[Text passage]

-=-=-

• U.S.

All the President’s Teamsters

10 minute read
TIME

A TIME investigation turns up a Watergate-era cover-up

The top officers of the International Brotherhood of Teamsters turning Government informers and supplying tips against their enemies in the union? The Nixon White House calling off Government investigations that threatened to incriminate the President’s supporters in the nation’s largest union? Such Watergate-era allegations began to surface as long ago as 1975, but they attracted little attention, partly because they came initially from an informer of dubious credibility.

But now TIME has obtained support for these charges, and more, from a far more reliable source: long-secret files of the Internal Revenue Service. In some 500 pages of reports to their superiors from 1972 to 1974, veteran IRS Agents John Daley and Gabriel Dennis of the service’s Los Angeles office asserted:

1) That three important Teamster officials—Frank Fitzsimmons, then president, William Presser, then boss of Ohio’s Teamsters, and his son Jackie—met regularly with the IRS agents between 1972 and 1974. The trio allegedly supplied information about their foes in the union, in the hope of persuading the Government to prosecute these enemies rather than themselves.

2) That Fitzsimmons described a secret meeting between himself and President Richard Nixon in the White House in late 1972. At that session, the President allegedly summoned Attorney General Richard Kleindienst* and personally ordered him to make sure that Government investigations of the Teamsters then in progress did not harm Fitzsimmons or his allies. If true, this story could have formed the basis for an additional charge of obstruction of justice in the eventual impeachment proceedings against Nixon, but Watergate investigators apparently never heard the tale. The IRS did convey the agents’ reports about the alleged meeting to the Department of Justice in 1973, but the department did nothing with the information. In effect, the story was covered up far more effectively than the Watergate scandals were.

-=-=-

[Data section]
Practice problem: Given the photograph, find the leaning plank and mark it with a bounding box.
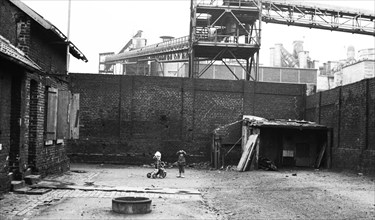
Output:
[315,144,327,169]
[237,134,258,171]
[237,140,251,171]
[242,134,258,171]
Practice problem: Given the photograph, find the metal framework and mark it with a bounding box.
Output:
[262,1,375,36]
[104,0,375,77]
[189,0,262,80]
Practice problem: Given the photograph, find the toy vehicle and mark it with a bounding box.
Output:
[147,162,167,179]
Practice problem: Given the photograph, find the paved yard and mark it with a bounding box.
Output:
[0,164,375,219]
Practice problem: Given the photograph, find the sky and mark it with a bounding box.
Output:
[22,0,375,73]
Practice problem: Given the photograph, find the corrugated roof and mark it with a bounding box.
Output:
[9,0,88,62]
[0,35,42,71]
[243,115,327,129]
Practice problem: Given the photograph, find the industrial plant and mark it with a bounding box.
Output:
[0,0,375,219]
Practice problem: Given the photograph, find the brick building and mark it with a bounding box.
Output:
[0,0,87,192]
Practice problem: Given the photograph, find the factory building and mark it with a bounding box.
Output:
[99,36,317,94]
[317,46,375,91]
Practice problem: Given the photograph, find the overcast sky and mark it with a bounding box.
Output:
[22,0,375,73]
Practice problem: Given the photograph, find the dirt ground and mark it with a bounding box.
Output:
[0,164,375,219]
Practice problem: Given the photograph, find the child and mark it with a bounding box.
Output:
[154,151,162,176]
[177,150,186,178]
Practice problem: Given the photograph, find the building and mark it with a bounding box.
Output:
[317,46,375,91]
[0,0,87,192]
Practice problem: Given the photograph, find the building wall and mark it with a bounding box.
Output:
[69,74,306,164]
[342,60,375,85]
[0,59,69,191]
[0,60,12,192]
[306,78,375,173]
[0,0,66,75]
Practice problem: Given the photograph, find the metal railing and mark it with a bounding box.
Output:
[105,36,189,62]
[195,0,259,7]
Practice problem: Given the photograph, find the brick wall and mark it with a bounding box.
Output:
[68,74,305,164]
[306,79,375,173]
[0,60,12,192]
[0,59,70,192]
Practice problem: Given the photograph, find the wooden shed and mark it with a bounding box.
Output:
[212,115,331,171]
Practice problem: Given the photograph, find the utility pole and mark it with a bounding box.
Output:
[66,0,72,75]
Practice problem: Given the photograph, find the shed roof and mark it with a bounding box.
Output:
[243,115,327,130]
[0,35,41,71]
[9,0,88,62]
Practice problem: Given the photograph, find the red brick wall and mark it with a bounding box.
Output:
[0,59,70,191]
[69,74,305,164]
[306,79,375,173]
[0,59,12,192]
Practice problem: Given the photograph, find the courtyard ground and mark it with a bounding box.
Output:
[0,164,375,219]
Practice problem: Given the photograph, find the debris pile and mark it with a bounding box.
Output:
[187,161,211,170]
[258,157,277,171]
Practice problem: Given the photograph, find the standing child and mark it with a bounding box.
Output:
[177,150,186,178]
[154,151,161,176]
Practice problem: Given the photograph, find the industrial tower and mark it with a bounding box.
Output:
[188,0,262,81]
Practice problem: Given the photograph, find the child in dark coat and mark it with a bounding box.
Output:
[177,150,186,178]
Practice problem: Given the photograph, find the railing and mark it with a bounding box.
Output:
[105,36,189,62]
[195,0,259,7]
[262,1,375,36]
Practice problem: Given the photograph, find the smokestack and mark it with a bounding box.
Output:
[270,47,275,66]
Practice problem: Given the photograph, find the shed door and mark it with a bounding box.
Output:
[295,143,311,166]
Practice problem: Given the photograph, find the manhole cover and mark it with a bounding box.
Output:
[112,197,151,214]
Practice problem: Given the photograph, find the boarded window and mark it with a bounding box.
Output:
[69,93,79,139]
[56,90,71,139]
[46,88,58,140]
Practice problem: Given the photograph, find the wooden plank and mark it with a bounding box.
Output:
[46,88,58,140]
[237,137,251,171]
[242,134,258,171]
[315,143,327,169]
[69,93,79,139]
[56,91,71,139]
[326,128,333,169]
[237,134,258,171]
[242,142,255,171]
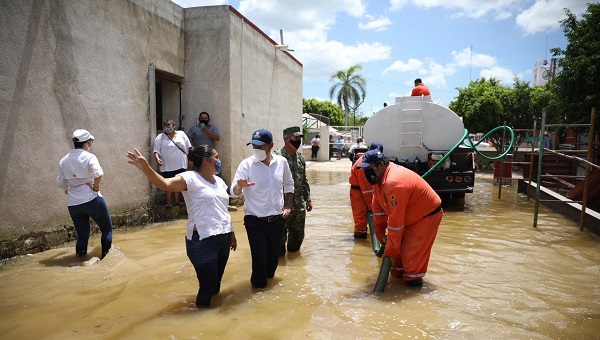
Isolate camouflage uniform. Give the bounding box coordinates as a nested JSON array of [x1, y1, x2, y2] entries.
[[279, 147, 310, 256]]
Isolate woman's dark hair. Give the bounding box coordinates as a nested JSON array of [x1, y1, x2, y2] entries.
[[188, 145, 215, 169]]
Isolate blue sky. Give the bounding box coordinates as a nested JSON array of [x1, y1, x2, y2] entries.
[[168, 0, 590, 116]]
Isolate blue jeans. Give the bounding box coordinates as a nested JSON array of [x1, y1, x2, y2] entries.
[[185, 231, 232, 308], [69, 196, 112, 258]]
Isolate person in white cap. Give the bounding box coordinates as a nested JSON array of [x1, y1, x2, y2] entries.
[[56, 129, 113, 259]]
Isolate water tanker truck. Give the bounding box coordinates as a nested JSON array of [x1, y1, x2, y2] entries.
[[363, 96, 475, 204]]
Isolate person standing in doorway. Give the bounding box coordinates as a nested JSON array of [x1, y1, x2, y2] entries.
[[310, 134, 321, 162], [410, 78, 431, 97], [230, 129, 294, 288], [187, 112, 221, 148], [154, 119, 191, 208], [358, 150, 444, 287], [56, 129, 113, 259], [127, 145, 237, 308], [279, 126, 312, 256], [335, 135, 344, 161]]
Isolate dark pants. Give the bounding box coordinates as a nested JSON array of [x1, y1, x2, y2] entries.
[[185, 231, 231, 307], [69, 196, 112, 258], [279, 210, 306, 256], [244, 215, 285, 288]]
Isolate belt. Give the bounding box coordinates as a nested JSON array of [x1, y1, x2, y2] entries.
[[424, 204, 442, 218], [249, 214, 282, 222]]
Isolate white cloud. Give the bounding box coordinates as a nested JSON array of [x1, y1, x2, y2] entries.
[[479, 66, 523, 85], [294, 41, 392, 80], [383, 58, 425, 74], [450, 47, 496, 67], [516, 0, 586, 35], [358, 15, 392, 32], [390, 0, 523, 20], [390, 0, 408, 11]]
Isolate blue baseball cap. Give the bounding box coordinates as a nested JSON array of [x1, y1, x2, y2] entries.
[[357, 149, 385, 168], [246, 129, 273, 146], [369, 142, 383, 152]]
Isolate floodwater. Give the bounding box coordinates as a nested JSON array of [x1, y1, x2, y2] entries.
[[0, 166, 600, 339]]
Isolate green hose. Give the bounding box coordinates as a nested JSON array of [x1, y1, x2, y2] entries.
[[368, 125, 515, 293]]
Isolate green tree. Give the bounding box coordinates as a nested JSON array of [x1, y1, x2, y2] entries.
[[448, 77, 509, 133], [329, 65, 367, 126], [302, 98, 344, 126], [550, 3, 600, 123]]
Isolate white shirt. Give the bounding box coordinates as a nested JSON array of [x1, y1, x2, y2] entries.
[[56, 149, 104, 206], [230, 154, 294, 217], [154, 131, 192, 172], [177, 171, 233, 240]]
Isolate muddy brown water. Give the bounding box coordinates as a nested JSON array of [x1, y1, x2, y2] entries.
[[0, 164, 600, 339]]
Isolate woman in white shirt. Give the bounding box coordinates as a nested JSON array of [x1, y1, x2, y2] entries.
[[154, 120, 192, 208], [127, 145, 237, 308]]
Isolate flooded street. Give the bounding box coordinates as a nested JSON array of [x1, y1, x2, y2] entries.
[[0, 162, 600, 339]]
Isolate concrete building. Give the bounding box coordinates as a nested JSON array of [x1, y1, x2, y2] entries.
[[0, 0, 302, 258]]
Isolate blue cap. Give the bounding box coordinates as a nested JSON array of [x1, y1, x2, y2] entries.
[[357, 150, 385, 168], [369, 142, 383, 152], [246, 129, 273, 146]]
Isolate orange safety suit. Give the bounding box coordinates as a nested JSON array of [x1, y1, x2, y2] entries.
[[372, 163, 443, 281], [410, 83, 431, 96], [348, 155, 373, 234]]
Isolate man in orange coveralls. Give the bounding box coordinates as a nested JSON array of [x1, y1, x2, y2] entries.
[[359, 150, 444, 287], [348, 142, 383, 238], [410, 78, 431, 96]]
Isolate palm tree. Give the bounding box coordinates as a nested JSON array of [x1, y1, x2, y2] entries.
[[329, 65, 367, 126]]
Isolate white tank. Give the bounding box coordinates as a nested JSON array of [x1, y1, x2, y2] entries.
[[363, 96, 465, 162]]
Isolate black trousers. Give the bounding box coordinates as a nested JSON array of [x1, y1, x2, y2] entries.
[[244, 215, 285, 288]]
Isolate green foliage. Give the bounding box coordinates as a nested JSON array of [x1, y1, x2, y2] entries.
[[302, 98, 344, 126], [551, 3, 600, 123], [448, 78, 556, 133], [329, 65, 367, 126]]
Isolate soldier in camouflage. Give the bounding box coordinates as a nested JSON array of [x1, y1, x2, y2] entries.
[[279, 126, 312, 256]]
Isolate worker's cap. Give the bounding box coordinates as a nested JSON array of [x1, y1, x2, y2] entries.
[[246, 129, 273, 146], [358, 149, 385, 168], [73, 129, 94, 143], [369, 142, 383, 152], [283, 126, 304, 136]]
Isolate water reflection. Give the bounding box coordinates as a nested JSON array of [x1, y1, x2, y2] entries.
[[0, 171, 600, 339]]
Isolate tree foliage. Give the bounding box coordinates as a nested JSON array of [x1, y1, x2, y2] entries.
[[549, 3, 600, 123], [302, 98, 344, 126], [449, 78, 555, 133], [329, 65, 367, 126]]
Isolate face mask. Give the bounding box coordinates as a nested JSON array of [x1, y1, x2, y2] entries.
[[365, 168, 379, 185], [290, 139, 302, 149], [252, 149, 267, 162]]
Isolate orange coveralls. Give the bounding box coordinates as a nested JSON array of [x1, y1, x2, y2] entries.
[[348, 155, 373, 234], [372, 163, 443, 281], [410, 83, 431, 96]]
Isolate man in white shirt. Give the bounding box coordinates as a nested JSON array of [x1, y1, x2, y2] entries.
[[230, 129, 294, 288], [56, 129, 112, 258]]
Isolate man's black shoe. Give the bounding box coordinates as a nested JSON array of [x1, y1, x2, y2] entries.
[[406, 278, 423, 287], [354, 233, 367, 238]]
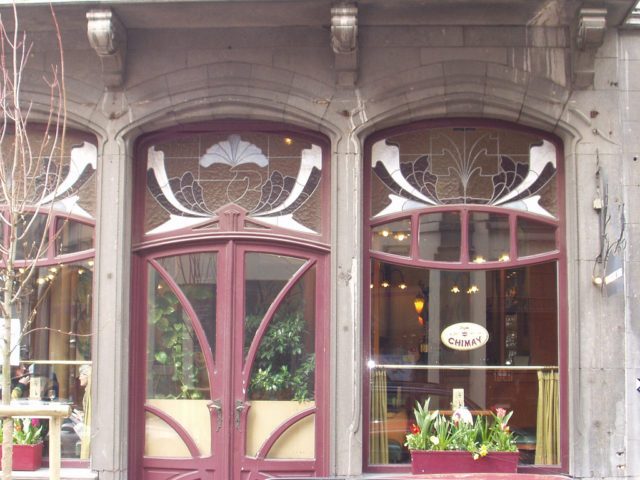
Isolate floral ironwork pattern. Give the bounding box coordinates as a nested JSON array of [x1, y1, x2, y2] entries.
[[147, 134, 322, 234], [31, 142, 98, 218], [372, 129, 557, 216]]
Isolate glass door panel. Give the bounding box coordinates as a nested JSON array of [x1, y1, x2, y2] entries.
[[244, 253, 317, 460], [145, 253, 216, 458]]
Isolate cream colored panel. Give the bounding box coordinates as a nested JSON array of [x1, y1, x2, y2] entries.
[[246, 400, 315, 459], [144, 398, 211, 457]]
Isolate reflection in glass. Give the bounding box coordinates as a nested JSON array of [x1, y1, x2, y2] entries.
[[245, 267, 315, 402], [56, 219, 93, 255], [517, 218, 556, 257], [469, 212, 511, 263], [420, 212, 460, 262], [158, 252, 218, 360], [147, 266, 210, 400], [371, 219, 411, 256], [369, 260, 558, 464], [11, 260, 93, 459], [16, 215, 49, 260]]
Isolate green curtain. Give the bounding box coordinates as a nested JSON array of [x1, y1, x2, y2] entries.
[[535, 371, 560, 465], [369, 370, 389, 464]]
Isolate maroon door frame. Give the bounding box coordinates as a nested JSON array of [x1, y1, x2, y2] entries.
[[362, 118, 570, 473], [130, 239, 329, 480], [128, 119, 331, 480]]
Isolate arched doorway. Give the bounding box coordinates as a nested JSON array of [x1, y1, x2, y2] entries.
[[131, 125, 329, 480]]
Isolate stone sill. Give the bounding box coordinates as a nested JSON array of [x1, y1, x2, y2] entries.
[[11, 468, 98, 480]]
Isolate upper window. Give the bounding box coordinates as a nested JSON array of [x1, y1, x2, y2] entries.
[[0, 132, 97, 460], [365, 124, 563, 470], [144, 130, 327, 240], [371, 127, 558, 219]]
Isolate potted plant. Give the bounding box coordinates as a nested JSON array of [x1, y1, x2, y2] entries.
[[405, 399, 518, 474], [0, 418, 43, 470]]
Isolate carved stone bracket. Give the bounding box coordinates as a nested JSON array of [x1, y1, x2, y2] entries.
[[331, 2, 358, 87], [87, 9, 127, 90], [573, 8, 607, 88]]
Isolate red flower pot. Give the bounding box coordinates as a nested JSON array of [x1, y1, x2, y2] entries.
[[411, 450, 519, 474], [0, 442, 43, 470]]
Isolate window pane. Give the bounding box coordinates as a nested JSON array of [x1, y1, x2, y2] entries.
[[518, 218, 556, 257], [245, 268, 315, 402], [420, 212, 460, 262], [56, 219, 93, 255], [370, 125, 558, 217], [371, 219, 411, 256], [16, 215, 49, 260], [12, 260, 93, 459], [144, 132, 325, 234], [469, 212, 510, 263], [369, 260, 558, 464], [147, 266, 210, 400]]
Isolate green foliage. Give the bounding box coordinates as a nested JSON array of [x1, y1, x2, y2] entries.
[[149, 287, 203, 399], [245, 312, 315, 402], [0, 418, 44, 445], [405, 399, 517, 458]]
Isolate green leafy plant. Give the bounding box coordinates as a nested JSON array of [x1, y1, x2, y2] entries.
[[405, 398, 518, 459], [0, 418, 44, 445], [149, 284, 203, 399], [245, 312, 315, 402]]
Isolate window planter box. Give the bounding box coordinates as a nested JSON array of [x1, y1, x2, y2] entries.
[[411, 450, 519, 474], [0, 442, 43, 471]]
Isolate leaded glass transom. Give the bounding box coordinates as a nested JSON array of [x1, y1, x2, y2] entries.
[[371, 127, 557, 218], [145, 132, 322, 234]]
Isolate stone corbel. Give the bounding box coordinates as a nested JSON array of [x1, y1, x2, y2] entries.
[[573, 8, 607, 88], [87, 9, 127, 90], [331, 2, 358, 87]]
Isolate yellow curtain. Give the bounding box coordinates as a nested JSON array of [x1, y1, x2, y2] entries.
[[369, 370, 389, 464], [535, 371, 560, 465]]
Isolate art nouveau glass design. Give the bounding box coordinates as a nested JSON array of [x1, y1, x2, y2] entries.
[[365, 124, 563, 471], [371, 127, 557, 217], [145, 132, 322, 235]]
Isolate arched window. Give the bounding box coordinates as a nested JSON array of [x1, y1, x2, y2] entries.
[[365, 122, 564, 470], [0, 132, 97, 463]]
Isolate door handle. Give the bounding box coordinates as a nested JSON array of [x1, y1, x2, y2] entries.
[[207, 400, 222, 432], [236, 400, 247, 430]]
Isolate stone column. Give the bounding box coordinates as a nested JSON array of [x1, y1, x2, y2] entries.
[[91, 135, 132, 480], [331, 127, 368, 475]]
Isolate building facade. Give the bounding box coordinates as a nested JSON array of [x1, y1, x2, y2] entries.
[[1, 0, 640, 480]]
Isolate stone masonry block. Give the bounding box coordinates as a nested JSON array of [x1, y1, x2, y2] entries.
[[593, 58, 620, 90], [358, 47, 420, 83], [464, 26, 527, 47], [420, 47, 507, 65], [620, 91, 640, 122], [487, 63, 531, 86], [619, 60, 640, 92], [166, 66, 208, 93], [358, 26, 463, 49], [251, 65, 293, 88], [619, 30, 640, 60], [508, 47, 568, 85]]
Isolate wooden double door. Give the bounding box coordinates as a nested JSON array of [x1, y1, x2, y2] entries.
[[131, 240, 328, 480]]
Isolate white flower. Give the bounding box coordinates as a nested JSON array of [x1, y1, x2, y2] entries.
[[451, 407, 473, 425]]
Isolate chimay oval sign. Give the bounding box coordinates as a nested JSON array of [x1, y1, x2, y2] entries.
[[440, 322, 489, 350]]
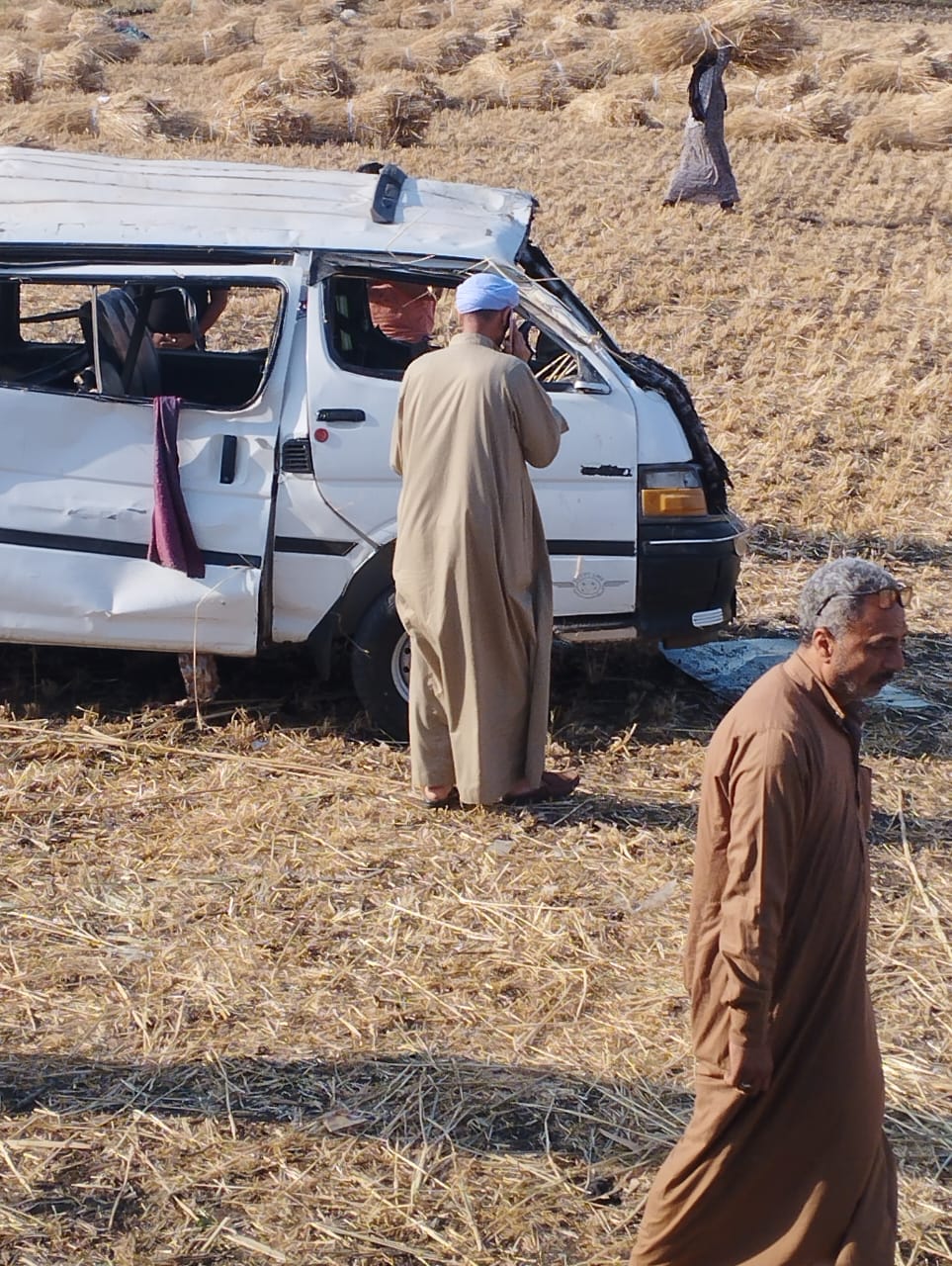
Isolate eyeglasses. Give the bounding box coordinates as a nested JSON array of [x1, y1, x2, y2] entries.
[[814, 585, 912, 619]]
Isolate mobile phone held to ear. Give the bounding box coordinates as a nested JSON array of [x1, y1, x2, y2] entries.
[[502, 313, 515, 356]]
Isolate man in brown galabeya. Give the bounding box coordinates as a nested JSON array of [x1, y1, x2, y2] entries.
[[632, 558, 908, 1266]]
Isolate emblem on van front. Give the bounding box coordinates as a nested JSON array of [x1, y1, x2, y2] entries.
[[552, 571, 626, 598]]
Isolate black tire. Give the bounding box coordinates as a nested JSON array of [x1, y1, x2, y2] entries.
[[351, 588, 410, 743]]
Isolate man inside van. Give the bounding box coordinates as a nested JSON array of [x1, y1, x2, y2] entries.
[[391, 273, 578, 808]]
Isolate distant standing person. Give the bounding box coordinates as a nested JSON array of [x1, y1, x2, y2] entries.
[[391, 273, 578, 806], [632, 558, 908, 1266], [664, 48, 740, 212]]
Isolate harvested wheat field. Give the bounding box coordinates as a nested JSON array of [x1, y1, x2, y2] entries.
[[0, 0, 952, 1266]]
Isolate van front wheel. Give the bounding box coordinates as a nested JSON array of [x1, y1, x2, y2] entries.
[[351, 588, 410, 743]]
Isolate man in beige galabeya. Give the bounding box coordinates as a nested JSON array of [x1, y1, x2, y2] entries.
[[389, 273, 577, 806], [632, 558, 908, 1266]]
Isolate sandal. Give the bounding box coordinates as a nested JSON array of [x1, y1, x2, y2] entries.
[[502, 771, 578, 806], [420, 787, 460, 809]]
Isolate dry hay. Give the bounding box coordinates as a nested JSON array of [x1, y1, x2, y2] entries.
[[364, 31, 486, 75], [798, 91, 860, 140], [555, 36, 640, 91], [22, 0, 73, 40], [636, 0, 817, 73], [849, 87, 952, 149], [396, 4, 451, 31], [224, 100, 339, 145], [348, 81, 434, 145], [573, 4, 618, 31], [843, 55, 937, 92], [926, 48, 952, 82], [0, 100, 95, 144], [147, 22, 254, 66], [67, 12, 141, 62], [263, 48, 355, 96], [91, 91, 156, 145], [0, 45, 38, 101], [502, 62, 572, 110], [37, 41, 107, 92], [145, 98, 213, 140], [446, 53, 509, 113], [726, 105, 811, 140], [564, 85, 663, 130]]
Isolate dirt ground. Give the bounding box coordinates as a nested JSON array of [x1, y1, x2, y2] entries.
[[0, 0, 952, 1266]]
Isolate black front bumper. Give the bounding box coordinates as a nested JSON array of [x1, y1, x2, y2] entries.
[[635, 515, 745, 646]]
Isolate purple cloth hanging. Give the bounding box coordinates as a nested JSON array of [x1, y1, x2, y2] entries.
[[145, 397, 205, 579]]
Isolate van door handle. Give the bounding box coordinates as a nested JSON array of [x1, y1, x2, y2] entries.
[[317, 408, 367, 425], [217, 435, 238, 484]]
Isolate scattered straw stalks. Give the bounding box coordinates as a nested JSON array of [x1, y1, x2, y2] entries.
[[364, 31, 486, 75], [564, 85, 663, 130], [724, 105, 812, 140], [843, 55, 938, 92], [37, 41, 107, 92], [144, 22, 254, 66], [637, 0, 817, 73], [0, 45, 38, 101], [67, 10, 141, 62], [849, 87, 952, 150]]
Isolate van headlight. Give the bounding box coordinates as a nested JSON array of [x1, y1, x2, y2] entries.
[[641, 466, 708, 519]]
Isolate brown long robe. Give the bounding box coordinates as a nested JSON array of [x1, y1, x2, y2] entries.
[[389, 334, 565, 804], [632, 651, 897, 1266]]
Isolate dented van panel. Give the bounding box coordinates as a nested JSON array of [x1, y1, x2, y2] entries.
[[0, 148, 744, 734]]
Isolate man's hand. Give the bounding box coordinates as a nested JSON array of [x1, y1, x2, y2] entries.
[[510, 325, 532, 363], [727, 1041, 773, 1095]]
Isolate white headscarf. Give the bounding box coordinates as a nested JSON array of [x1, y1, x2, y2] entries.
[[456, 272, 519, 313]]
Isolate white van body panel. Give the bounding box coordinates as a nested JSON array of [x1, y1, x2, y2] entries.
[[632, 389, 691, 466], [0, 258, 300, 655], [0, 146, 534, 263]]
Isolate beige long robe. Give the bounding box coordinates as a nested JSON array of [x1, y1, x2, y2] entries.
[[632, 651, 897, 1266], [389, 334, 564, 804]]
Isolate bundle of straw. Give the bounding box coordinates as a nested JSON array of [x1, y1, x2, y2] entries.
[[502, 63, 572, 110], [928, 48, 952, 82], [799, 91, 857, 140], [67, 12, 141, 62], [574, 4, 618, 31], [0, 100, 95, 144], [405, 31, 486, 75], [91, 92, 154, 144], [349, 85, 433, 145], [396, 4, 450, 31], [849, 87, 952, 149], [843, 55, 935, 92], [564, 87, 663, 130], [0, 45, 38, 101], [145, 98, 212, 140], [38, 41, 107, 92], [23, 0, 72, 36], [224, 101, 336, 145], [556, 38, 638, 91], [156, 22, 253, 66], [265, 49, 355, 96], [637, 0, 817, 73], [447, 53, 509, 113], [727, 105, 811, 140]]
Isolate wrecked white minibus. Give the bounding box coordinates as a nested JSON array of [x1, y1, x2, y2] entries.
[[0, 148, 743, 736]]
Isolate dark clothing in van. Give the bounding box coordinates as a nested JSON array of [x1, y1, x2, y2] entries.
[[128, 286, 212, 334]]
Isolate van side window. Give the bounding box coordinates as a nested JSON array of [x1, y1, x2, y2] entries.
[[324, 273, 439, 379], [0, 277, 283, 408]]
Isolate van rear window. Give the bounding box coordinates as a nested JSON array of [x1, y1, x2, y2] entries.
[[0, 276, 283, 410]]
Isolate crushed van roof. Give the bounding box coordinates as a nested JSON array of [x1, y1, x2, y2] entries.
[[0, 146, 534, 263]]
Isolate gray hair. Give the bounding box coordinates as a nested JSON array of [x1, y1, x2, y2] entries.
[[799, 558, 904, 643]]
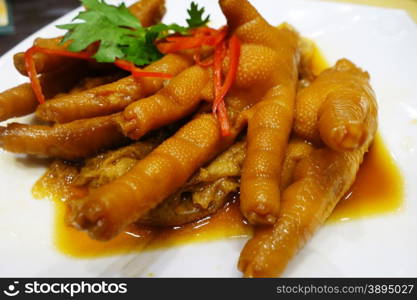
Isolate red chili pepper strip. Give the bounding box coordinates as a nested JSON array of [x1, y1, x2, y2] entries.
[[212, 41, 230, 136], [213, 36, 240, 136], [114, 59, 172, 79], [157, 26, 227, 54], [216, 35, 240, 98]]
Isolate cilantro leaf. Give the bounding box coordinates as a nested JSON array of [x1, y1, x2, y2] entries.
[[187, 1, 210, 28], [58, 0, 143, 62], [57, 0, 209, 66]]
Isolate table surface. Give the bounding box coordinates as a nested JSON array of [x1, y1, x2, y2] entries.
[[0, 0, 417, 55]]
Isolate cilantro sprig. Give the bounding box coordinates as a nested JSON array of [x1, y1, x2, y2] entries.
[[57, 0, 210, 66]]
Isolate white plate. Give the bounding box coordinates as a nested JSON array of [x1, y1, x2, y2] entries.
[[0, 0, 417, 277]]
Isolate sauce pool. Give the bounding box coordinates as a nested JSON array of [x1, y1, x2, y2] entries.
[[33, 42, 403, 258]]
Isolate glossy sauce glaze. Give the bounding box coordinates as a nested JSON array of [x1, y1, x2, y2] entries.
[[33, 44, 403, 258]]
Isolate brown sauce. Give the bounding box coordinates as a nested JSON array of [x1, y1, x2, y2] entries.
[[33, 44, 403, 258]]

-=-=-

[The problem] Please rewrite the Teamsters article starting at "All the President’s" and ending at "of dubious credibility.", substituting "Nixon-era" for "Watergate-era". The records have nothing to do with the Teamsters article.

[Written solution]
All the President’s Teamsters

10 minute read
TIME

A TIME investigation turns up a Nixon-era cover-up

The top officers of the International Brotherhood of Teamsters turning Government informers and supplying tips against their enemies in the union? The Nixon White House calling off Government investigations that threatened to incriminate the President’s supporters in the nation’s largest union? Such Nixon-era allegations began to surface as long ago as 1975, but they attracted little attention, partly because they came initially from an informer of dubious credibility.